** Begin Selected passage **

71 years ago on the 14 August 1944 Wellington aircraft from RAF Lossiemouth in Morayshire Scotland crashed killing all the crew of six the remains of the aircraft are spread out on high moorland near Bynack More in the Cairngorms. The Vickers Wellington HF816/A of 20 OTU took off from RAF Lossiemouth for a cross-country training exercise (night Navex). However, at 22.30hrs, the aircraft crashed on moorland close to An Lurg Grid Ref NJ 048097 —a hill due N of Bynack Móre.
I have used these crash sites during my days with the RAF Mountain Rescue as an insight into the history of the service and as a place to visit and remember those who died for us. These mountain sites especially the more remote crash sites are rarely visited and I try to visit when I can and remember those who gave so much for us. They are also tricky places to find at times especially in the depths of winter and are a somber place to visit. This site high in the Cairngorms can be a tricky crash site to find in bad weather and make an interesting navigational exercise for hill walkers. From the ridge that connects to Bynack More it is best to keep to the right hand side as you head to the featureless plateau of An Lurg through some big peat hags. In the wet or snow it can be a hard place to be, not easy walking away from paths.

** End Selected passage **
** Begin Data to process **

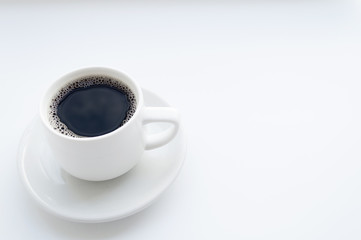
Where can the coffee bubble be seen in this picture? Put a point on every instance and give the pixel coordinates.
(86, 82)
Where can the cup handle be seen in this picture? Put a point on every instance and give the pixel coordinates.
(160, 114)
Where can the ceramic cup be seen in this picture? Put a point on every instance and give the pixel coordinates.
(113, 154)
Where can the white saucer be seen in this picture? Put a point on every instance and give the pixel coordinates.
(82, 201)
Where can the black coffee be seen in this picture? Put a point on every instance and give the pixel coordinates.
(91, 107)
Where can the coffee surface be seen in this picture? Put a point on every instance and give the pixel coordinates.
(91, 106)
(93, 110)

** End Data to process **
** Begin Data to process **

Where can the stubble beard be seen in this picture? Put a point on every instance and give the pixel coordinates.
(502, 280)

** End Data to process **

**To do:**
- a) Find each line in the records that contains the string "coffee" and copy those lines out in full.
- b) Write what comes next in the account of the 1944 Wellington crash site near Bynack More, starting after its final sentence.

**Results of the tasks:**
- a)
Where can the coffee bubble be seen in this picture? Put a point on every instance and give the pixel coordinates.
Where can the black coffee be seen in this picture? Put a point on every instance and give the pixel coordinates.
Where can the coffee surface be seen in this picture? Put a point on every instance and give the pixel coordinates.

- b)
It is covered in peat hags but these when dry are not too difficult but after this weeks rain it will be pretty wet. It is about just over a kilometer to the crash site from the Bynack More path about 2 plus hours walking. In bad weather this is a really tricky area for navigation and can make a very interesting challenge to find the Wellington Wreckage. It can be a bleak place rarely visited and has that feel about it as you arrive at the wreckage. There is a fair amount of it about, Landing gear and oxygen bottles, engines and part of the aircraft geodetic framework. We must never forget that these are tragic places where young men died. RAF Lossiemouth lost nearly 150 aircraft during the war!
The crew who died were:
- P/O Philip Lionel Bennett Paterson (23), Pilot, RAFVR. (Buried Elgin New Cemetery, Morayshire.)
- P/O Denis Henderson Rankin (24), W/Op. / Air Gnr., RAFVR. (Buried Carnmoney Cemetery East, Belfast.)
- Sgt James Michael Downey (21), Flt Engr., RAFVR. (Buried Leytonstone (St Patrick’s) Roman Catholic Cemetery.)
- Sgt Harold Tudhunter (22), Navigator, RAFVR. (Buried Whitehaven Cemetery, Cumbria.)
- Sgt Stephen Fraser (21), W/Op / Air Gnr., RAFVR. (Buried Lossiemouth Burial Ground, Morayshire.)
- Sgt Robert Arthur George Bailey (19), Air Gnr., RAFVR. (Buried Bungay Cemetery, Suffolk.)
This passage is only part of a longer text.